* WRITTEN PROBLEM
Please quote every one of the rows below word for word, and leave the picture out of your answer.

* SUPPLIED MATERIAL
(begin)

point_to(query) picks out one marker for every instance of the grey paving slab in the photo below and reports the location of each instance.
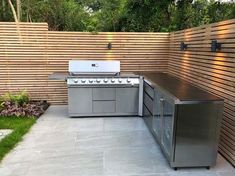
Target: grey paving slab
(4, 133)
(105, 146)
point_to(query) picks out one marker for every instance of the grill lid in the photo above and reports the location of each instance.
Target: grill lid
(94, 67)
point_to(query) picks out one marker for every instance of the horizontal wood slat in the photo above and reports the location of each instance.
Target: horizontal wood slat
(211, 71)
(28, 56)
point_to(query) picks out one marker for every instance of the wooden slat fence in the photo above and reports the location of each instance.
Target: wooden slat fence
(136, 51)
(23, 58)
(29, 56)
(211, 71)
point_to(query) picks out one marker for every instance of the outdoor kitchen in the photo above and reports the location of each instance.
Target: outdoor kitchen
(125, 103)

(end)

* OUTPUT
point_to(query) picks out one marker for every instance of the grey paving slab in the photo below and reports the location of each instance.
Target: grey paving slab
(4, 133)
(105, 146)
point_to(query) picks out one marker for every instance of the grill lid in the photo above and reports the location of each instance.
Target: grill lid
(94, 67)
point_to(query) picks out one marker for every instance of the horizontal wood slat in the photo above and reports the location of each instance.
Target: horizontal wood slat
(211, 71)
(28, 56)
point_to(query) picks out one marker for every instance of the wooden slat fence in the photo above and reports the location of each instance.
Target: wooden slat fence
(136, 51)
(23, 58)
(29, 56)
(211, 71)
point_to(query) picks out one marker for every instance of the outdoor kitchen in the photo above and reports the location of each instance.
Target: outdoor kitchen
(125, 103)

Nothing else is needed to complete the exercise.